- Objective
Can you transcribe the lines below word for word, starting at the line that contains "drawer in this photo on that basis." and stopping after the last line, with both of those lines included?

- Material supplied
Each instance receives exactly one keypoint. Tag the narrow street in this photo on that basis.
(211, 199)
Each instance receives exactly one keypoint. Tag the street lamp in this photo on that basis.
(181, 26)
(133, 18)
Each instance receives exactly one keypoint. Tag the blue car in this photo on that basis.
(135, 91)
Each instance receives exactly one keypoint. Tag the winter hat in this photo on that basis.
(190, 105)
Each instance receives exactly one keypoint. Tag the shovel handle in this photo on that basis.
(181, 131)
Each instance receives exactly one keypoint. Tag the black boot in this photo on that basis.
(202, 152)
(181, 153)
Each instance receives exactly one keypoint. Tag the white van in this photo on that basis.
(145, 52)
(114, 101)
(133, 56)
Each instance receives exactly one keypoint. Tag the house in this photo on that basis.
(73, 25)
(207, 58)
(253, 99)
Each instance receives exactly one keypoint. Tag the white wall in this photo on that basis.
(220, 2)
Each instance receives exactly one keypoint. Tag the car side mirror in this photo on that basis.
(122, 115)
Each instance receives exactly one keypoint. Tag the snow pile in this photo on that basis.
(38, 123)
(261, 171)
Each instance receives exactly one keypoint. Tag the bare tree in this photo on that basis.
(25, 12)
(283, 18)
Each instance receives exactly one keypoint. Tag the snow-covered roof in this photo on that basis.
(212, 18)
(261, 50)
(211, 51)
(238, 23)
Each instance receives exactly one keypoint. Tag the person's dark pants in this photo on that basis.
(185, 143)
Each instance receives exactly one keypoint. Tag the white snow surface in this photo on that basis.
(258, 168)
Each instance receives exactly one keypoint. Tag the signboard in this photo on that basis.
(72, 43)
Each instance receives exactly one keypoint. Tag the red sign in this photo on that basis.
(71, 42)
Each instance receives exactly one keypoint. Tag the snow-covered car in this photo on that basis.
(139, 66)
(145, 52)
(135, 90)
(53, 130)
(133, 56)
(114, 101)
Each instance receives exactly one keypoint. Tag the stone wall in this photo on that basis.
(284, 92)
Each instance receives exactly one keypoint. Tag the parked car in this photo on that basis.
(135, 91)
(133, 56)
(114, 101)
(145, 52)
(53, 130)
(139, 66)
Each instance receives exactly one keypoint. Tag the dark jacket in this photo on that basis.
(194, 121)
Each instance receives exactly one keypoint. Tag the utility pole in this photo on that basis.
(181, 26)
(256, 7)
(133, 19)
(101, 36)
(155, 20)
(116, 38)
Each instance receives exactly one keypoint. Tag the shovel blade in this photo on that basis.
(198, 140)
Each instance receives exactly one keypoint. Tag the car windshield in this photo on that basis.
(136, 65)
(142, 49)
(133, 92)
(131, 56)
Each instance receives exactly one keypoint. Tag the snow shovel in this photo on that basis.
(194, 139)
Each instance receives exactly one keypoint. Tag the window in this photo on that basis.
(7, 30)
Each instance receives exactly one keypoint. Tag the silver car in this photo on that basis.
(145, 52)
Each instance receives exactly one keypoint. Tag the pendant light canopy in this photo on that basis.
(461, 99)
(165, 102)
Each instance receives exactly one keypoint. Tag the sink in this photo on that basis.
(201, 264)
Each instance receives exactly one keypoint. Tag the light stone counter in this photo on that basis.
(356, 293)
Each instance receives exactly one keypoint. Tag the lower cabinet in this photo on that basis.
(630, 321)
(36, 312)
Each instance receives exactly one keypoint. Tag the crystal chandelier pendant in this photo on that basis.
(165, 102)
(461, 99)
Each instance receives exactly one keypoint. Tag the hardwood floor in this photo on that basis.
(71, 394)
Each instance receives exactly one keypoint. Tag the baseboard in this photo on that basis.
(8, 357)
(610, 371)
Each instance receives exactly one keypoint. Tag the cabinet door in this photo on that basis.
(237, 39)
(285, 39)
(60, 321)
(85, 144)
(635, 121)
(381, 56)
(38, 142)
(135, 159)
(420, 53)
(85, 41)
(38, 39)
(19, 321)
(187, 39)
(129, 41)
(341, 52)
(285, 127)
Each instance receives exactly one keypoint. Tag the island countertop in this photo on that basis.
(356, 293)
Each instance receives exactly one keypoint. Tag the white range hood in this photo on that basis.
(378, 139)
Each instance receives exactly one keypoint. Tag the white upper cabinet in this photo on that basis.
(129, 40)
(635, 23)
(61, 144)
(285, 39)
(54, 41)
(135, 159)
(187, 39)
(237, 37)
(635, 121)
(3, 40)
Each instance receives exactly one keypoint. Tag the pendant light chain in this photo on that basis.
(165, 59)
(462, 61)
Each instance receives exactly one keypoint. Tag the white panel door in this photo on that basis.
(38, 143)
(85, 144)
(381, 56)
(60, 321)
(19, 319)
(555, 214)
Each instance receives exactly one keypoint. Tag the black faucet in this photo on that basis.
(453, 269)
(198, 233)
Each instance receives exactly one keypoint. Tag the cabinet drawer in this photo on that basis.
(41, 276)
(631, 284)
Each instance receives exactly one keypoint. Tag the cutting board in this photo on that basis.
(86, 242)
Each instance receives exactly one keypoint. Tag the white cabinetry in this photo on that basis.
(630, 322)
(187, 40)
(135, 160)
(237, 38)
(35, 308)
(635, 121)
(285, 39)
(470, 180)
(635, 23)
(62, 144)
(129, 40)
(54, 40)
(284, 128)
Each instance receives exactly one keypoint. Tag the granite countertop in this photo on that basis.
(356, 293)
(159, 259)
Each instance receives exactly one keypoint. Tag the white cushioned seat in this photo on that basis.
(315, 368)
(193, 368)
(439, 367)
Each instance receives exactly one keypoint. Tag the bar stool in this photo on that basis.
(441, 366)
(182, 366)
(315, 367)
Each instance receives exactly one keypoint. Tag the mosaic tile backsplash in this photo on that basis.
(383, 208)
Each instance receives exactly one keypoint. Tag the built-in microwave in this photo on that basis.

- Task result
Each instance receives exactly one keypoint. Tag the cabinet drawer in this photo on that basis.
(41, 276)
(631, 284)
Each instance receives exactly one keypoint. Tag the cutting board in this photo on that basis.
(86, 242)
Each instance receives exactly one keypoint. Tag the white cabinetry in this photo on that basis.
(630, 322)
(187, 40)
(135, 160)
(237, 38)
(35, 308)
(635, 121)
(285, 39)
(470, 180)
(635, 23)
(62, 144)
(129, 40)
(54, 40)
(284, 128)
Each instance receives exactly one keypoint. Tag the granite countertop in this photo on that basis.
(356, 293)
(159, 259)
Each instance receives exactly one keypoint. Tag the white cushioned seat in this photo on that basis.
(315, 368)
(193, 368)
(439, 367)
Each instance receives exactly one keypoint. Tag the bar stool in this photo on that basis.
(441, 366)
(182, 366)
(315, 367)
Each instance receives exactly one keypoint. Tag the mosaic tile backsplash in this photo on that basis.
(383, 208)
Each instance receives exactly one keypoint. Tag the built-in microwave in this photo on that basis.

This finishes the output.